→ Text provided
+++

The Executive Board of the International Monetary Fund (IMF) has concluded the fifth review of the 39-month Extended Credit Facility (ECF) arrangement with Ghana, clearing the way for the immediate release of about US$385 million to the country.
Following the approval, Ghana’s total receipts under the US$3 billion IMF programme have risen to approximately US$2.8 billion since the arrangement was endorsed in May 2023.
In a statement published on its website, the Fund said Ghana’s overall performance under the programme has been broadly satisfactory, despite delays in implementing some complex structural reforms.
The IMF noted that macroeconomic stabilisation is strengthening, supported by robust economic growth and the return of inflation to single-digit levels for the first time since 2021.
It added that Ghana’s fiscal and external positions have improved markedly, while progress in debt restructuring has enhanced investor confidence and improved the country’s economic prospects.

+++

Detection examples
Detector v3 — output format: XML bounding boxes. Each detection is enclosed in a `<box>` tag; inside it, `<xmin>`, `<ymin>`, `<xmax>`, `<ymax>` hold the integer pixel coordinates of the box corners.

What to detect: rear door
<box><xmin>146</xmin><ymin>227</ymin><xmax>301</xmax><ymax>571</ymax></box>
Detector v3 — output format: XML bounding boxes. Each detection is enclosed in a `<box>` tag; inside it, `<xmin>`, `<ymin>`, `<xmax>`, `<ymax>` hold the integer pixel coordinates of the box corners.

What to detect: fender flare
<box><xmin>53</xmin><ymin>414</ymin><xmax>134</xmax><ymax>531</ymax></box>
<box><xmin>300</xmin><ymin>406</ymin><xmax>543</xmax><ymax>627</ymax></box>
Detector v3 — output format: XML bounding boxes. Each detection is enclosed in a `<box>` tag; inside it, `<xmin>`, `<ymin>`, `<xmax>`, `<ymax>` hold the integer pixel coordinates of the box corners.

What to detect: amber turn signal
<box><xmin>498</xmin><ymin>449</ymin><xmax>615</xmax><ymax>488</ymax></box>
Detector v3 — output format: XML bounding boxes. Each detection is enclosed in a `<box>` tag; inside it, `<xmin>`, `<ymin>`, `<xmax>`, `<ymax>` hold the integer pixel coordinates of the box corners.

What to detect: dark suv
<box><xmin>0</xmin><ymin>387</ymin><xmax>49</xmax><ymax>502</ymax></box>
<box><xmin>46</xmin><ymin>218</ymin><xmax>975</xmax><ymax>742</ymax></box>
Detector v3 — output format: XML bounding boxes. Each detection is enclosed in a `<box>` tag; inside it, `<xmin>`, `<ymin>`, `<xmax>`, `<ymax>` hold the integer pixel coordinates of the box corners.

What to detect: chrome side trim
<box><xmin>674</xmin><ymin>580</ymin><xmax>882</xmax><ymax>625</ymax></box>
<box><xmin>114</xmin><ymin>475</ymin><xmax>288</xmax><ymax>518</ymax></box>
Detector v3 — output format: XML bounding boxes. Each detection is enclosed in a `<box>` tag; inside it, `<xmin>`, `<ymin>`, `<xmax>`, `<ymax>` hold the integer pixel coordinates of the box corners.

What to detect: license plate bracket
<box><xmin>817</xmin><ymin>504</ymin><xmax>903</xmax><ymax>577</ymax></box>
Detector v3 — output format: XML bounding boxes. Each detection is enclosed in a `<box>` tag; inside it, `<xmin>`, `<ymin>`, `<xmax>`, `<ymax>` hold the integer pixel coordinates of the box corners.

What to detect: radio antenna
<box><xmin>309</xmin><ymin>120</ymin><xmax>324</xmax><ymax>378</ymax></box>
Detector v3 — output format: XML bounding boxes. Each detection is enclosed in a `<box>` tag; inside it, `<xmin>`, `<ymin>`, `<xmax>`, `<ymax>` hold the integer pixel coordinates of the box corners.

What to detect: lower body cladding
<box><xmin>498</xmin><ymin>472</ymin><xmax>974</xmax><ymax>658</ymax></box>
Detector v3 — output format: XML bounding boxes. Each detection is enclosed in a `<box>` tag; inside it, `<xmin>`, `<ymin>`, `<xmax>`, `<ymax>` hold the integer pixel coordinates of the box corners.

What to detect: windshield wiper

+++

→ Exercise set
[A] Edit the passage on Ghana's IMF program from the words "In a statement" through "country’s economic prospects." so that "strong" replaces "robust", and give that stretch back in full.
[B] Identify each line of the entries that contains the string "What", with case counting, and copy those lines.

→ Solutions
[A]
In a statement published on its website, the Fund said Ghana’s overall performance under the programme has been broadly satisfactory, despite delays in implementing some complex structural reforms.
The IMF noted that macroeconomic stabilisation is strengthening, supported by strong economic growth and the return of inflation to single-digit levels for the first time since 2021.
It added that Ghana’s fiscal and external positions have improved markedly, while progress in debt restructuring has enhanced investor confidence and improved the country’s economic prospects.

[B]
What to detect: rear door
What to detect: fender flare
What to detect: amber turn signal
What to detect: dark suv
What to detect: chrome side trim
What to detect: license plate bracket
What to detect: radio antenna
What to detect: lower body cladding
What to detect: windshield wiper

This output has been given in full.